▶ _GOAL OF THE EXERCISE_
The reply has to be a number alone, equal to how many lines in the entries below hold the string "with".

======

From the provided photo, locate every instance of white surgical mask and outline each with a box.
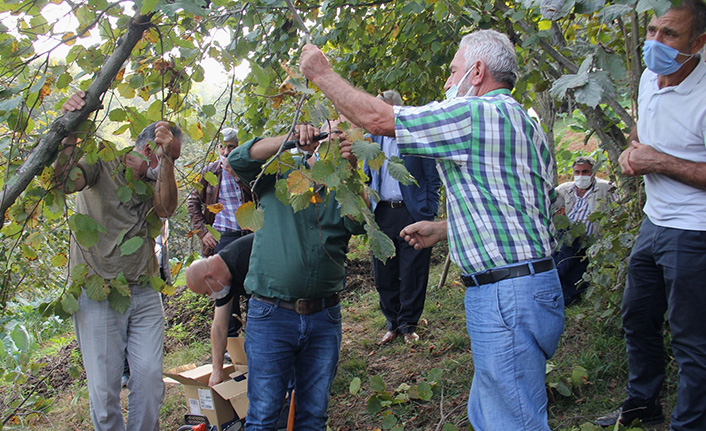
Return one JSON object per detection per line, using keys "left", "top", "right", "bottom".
{"left": 206, "top": 278, "right": 230, "bottom": 300}
{"left": 445, "top": 65, "right": 476, "bottom": 100}
{"left": 574, "top": 175, "right": 593, "bottom": 190}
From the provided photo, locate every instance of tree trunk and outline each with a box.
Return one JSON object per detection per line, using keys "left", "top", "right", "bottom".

======

▶ _ANSWER FOR THE TASK_
2